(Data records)
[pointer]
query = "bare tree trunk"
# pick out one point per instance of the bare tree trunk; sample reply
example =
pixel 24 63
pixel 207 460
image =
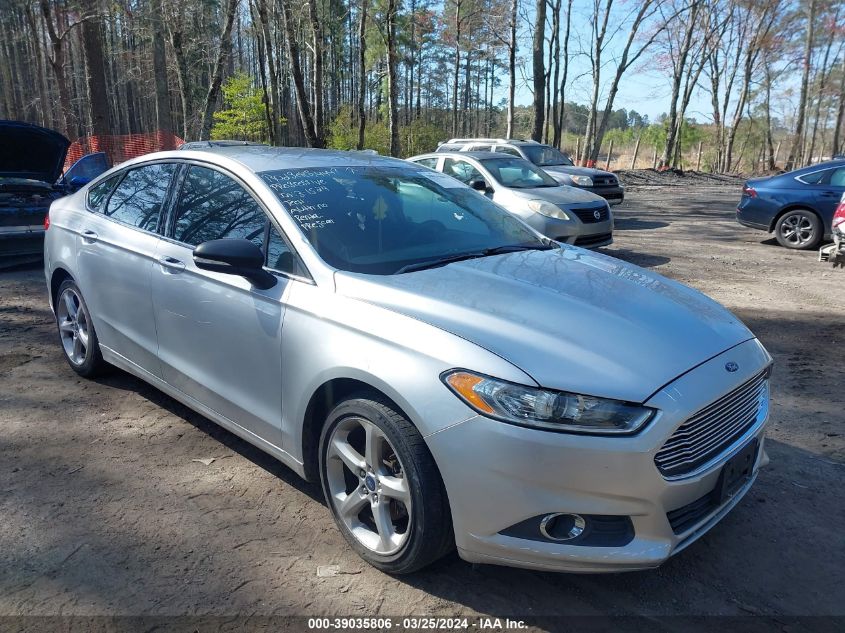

-- Description of the task --
Go through the records above and return each line in which the word "tree" occurs.

-- Your response --
query = "bare tree trunk"
# pick out one point per instance of the bare tree trunk; sample reply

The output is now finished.